* SET EXERCISE A *
Please copy the rows word for word, from the line containing "Pinpoint the man's hand." through the last of the rows.

* QUOTED TEXT *
[START]
Wednesday, July 30, 2014


'chance is myself,' said artaud

like the cliche life can change in an instant for example this afternoon crossing the street there was a prius stopped at the light the woman driving was facing oncoming traffic to make a right turn i had a green light at the crosswalk i stepped into the intersection her prius was at a dead stop because she could not merge into the steady flow of traffic suddenly she gunned her car i leapt out of the way she missed me by a few inches everything telescoped in that instant i understood my life is woven by chance each instant is spontaneous each instant appears the same as the previous instant each instant is the same difference


Monday, July 28, 2014

a little less than an hour ago i was at the grocery store for a few necessities.  the lines at the checkout counters were long.  the wait wasn't so bad.  instead of scanning the celebrity rags i did a little people watching.  it was easy.  because nearly everyone near me had their heads down staring at their phones.  it was a tableaux vivant of digital cultures.  this is not a material world, by the grace of madonna, anymore.  it is an etherized world of algorithms and binary codes.  it's a digital world.

one must adapt.  right.

let me add the news that a poem by me and lars palm is up and published at william allegrezza's journal moss trill.  nine bows to my partner lars for his brilliant poetry and mr. allegrezza for accepting our work.

and dig this video of my brother in rhyme jonathan hayes reading two poems, one of which has a familiar name in the title.



Sunday, July 27, 2014

welcome to sweden

it was 100+ degrees yesterday.  what better weather for a trip to the california state fair.  i don't think anna and i have missed a date with the fair since the start of our relationship.  maybe in the early days we didn't go to the fair.  anna for years actually worked at the fair as a representative for the construction firm she was employed at.  the business was backyard sheds.  anna's boss would often get prime real estate at the fair grounds and contruct a couple of large and awesome sheds to lure customers in.  there are people whose prime motivation in going to the state fair is to buy stuff.  the late writer david foster wallace called in the essay about the illinois state fair, 'a supposedly fun thing i'll never do again,' called these people, 't-shirt people' because they often bought and wore t-shirts that read, 'zero to horny in 2.5 beers,' at the state fair.  sometimes i would keep her company as she womanned the booth.  invariably, it seemed, the men who would lurk and sometimes buy sheds would ask me questions about relative shed construction.  when i directed their queries toward anna these men would be nonplussed because a young woman was a veritable fount of all sorts of constructions knowledge.

that was the 90s.  maybe times have changed for the better.  triple digit temperatures are too hot for anything much less trekking on asphalt among tens of thousands of others at the state fair.  i said we've not missed a fair in many many years and we were not going to miss the 2014 california state fair.  it was the only time we could go this year.  last weekend we just returned from a holiday.  the week before that were the preparations for our holiday.  this weekend was the last weekend of the fair.  hence, we toughed it out.
[END]
* RECORDS SHOWN *
[START]
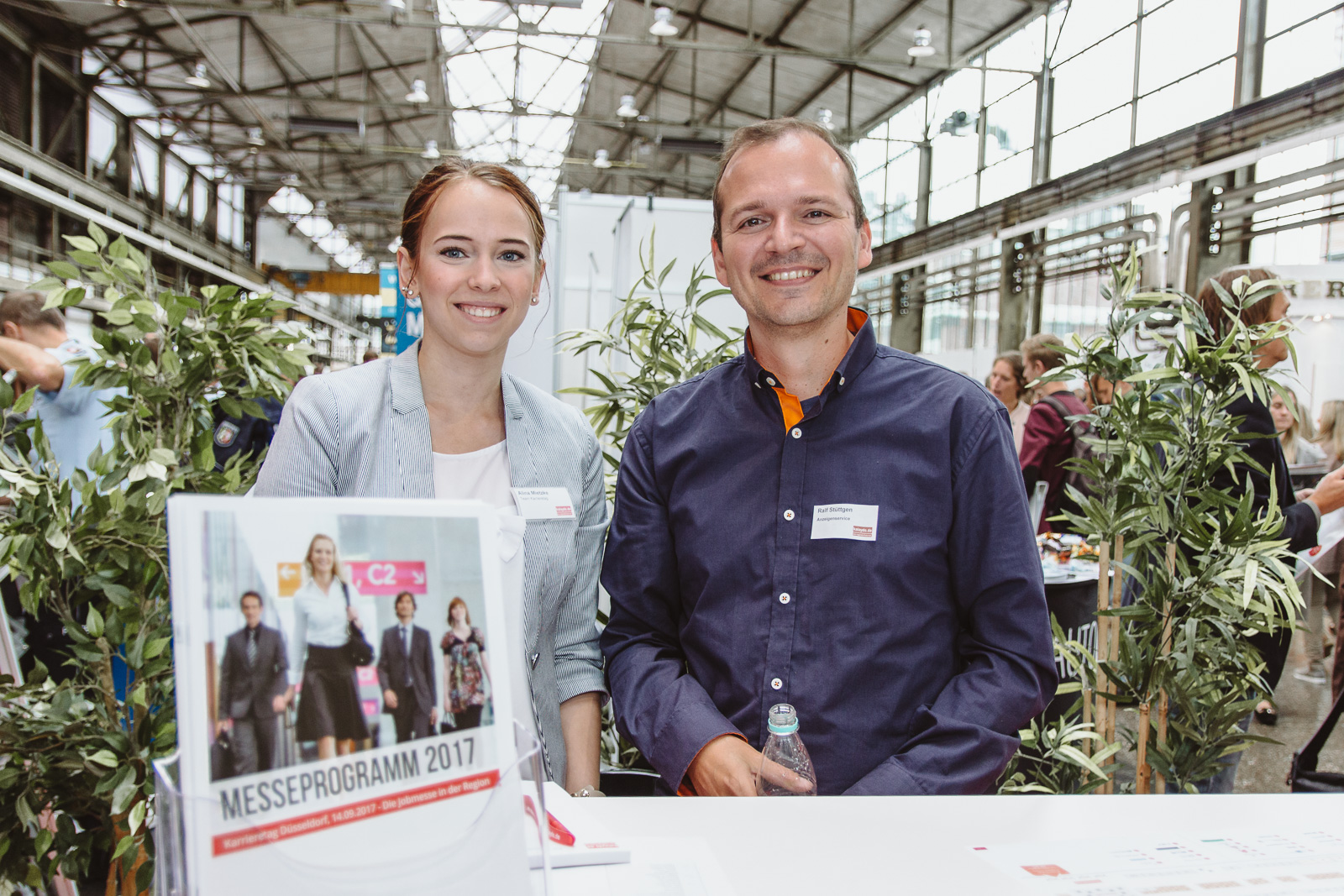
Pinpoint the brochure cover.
[168,495,529,896]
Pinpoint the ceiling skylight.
[439,0,607,204]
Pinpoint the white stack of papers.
[972,831,1344,896]
[522,780,630,867]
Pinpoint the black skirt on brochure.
[294,645,368,740]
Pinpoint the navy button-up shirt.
[602,313,1055,794]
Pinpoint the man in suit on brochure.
[378,591,438,743]
[215,591,294,775]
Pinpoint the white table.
[585,794,1344,896]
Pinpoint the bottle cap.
[768,703,798,735]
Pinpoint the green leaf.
[112,767,139,815]
[112,834,136,861]
[87,750,117,768]
[13,794,38,827]
[126,799,150,834]
[13,385,38,414]
[85,605,102,638]
[47,260,81,280]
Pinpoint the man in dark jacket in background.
[1017,333,1087,533]
[215,591,294,775]
[378,591,438,743]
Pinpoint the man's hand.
[685,735,816,797]
[1308,466,1344,513]
[685,735,761,797]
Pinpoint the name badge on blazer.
[811,504,878,542]
[511,485,574,520]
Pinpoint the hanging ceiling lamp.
[183,62,213,90]
[649,7,679,38]
[906,25,938,59]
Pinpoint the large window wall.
[855,0,1344,365]
[853,0,1344,242]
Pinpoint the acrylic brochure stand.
[153,721,551,896]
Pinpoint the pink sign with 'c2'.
[345,560,425,596]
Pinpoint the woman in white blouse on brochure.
[254,159,606,795]
[291,535,368,759]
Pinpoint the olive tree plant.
[1016,253,1301,793]
[0,224,307,893]
[560,238,742,768]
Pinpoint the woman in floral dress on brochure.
[438,598,491,731]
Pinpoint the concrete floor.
[1236,630,1344,794]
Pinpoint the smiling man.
[602,119,1055,795]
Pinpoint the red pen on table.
[522,795,574,846]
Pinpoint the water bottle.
[757,703,817,797]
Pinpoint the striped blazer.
[253,341,607,784]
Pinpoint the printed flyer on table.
[170,495,528,896]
[END]
* SET EXERCISE B *
Continue the blog entries from the point where they stop.

* REPLY A *
Pinpoint the man's hand.
[685,735,816,797]
[1308,466,1344,513]
[685,735,761,797]
Pinpoint the name badge on blazer.
[811,504,878,542]
[511,485,574,520]
Pinpoint the hanging ceiling lamp.
[183,62,213,90]
[649,7,679,38]
[906,25,938,59]
Pinpoint the large window wall.
[855,0,1344,365]
[853,0,1344,242]
Pinpoint the acrylic brochure stand.
[153,721,551,896]
Pinpoint the pink sign with 'c2'.
[345,560,425,596]
Pinpoint the woman in white blouse on brochure.
[254,159,606,795]
[291,535,368,759]
Pinpoint the olive tree plant.
[1016,253,1301,793]
[0,224,307,893]
[560,238,742,768]
Pinpoint the woman in floral dress on brochure.
[438,598,491,731]
Pinpoint the concrete floor.
[1236,630,1344,794]
Pinpoint the smiling man.
[602,119,1055,795]
Pinpoint the red pen on table.
[522,795,574,846]
Pinpoint the water bottle.
[757,703,817,797]
Pinpoint the striped blazer.
[253,341,607,784]
Pinpoint the printed flyer on table.
[170,495,528,896]

* REPLY B *
the local newspaper, the sacramento bee, wrote an op-ed piece critical of the fair as being the same old-same old.  duh!  that is why we love the fair.  the california state fair is a showcase for the state's agriculture -- a multi-billion dollar business -- and features like the state's counties.  my favorite of favorites attraction is the counties exhibits where each participating county builds a diorama highlighting its charms.  there seems to be fewer counties participating.  i didn't count how many dioramas there were at this year's fair but the number of participating counties numbered somewhere around a couple dozen.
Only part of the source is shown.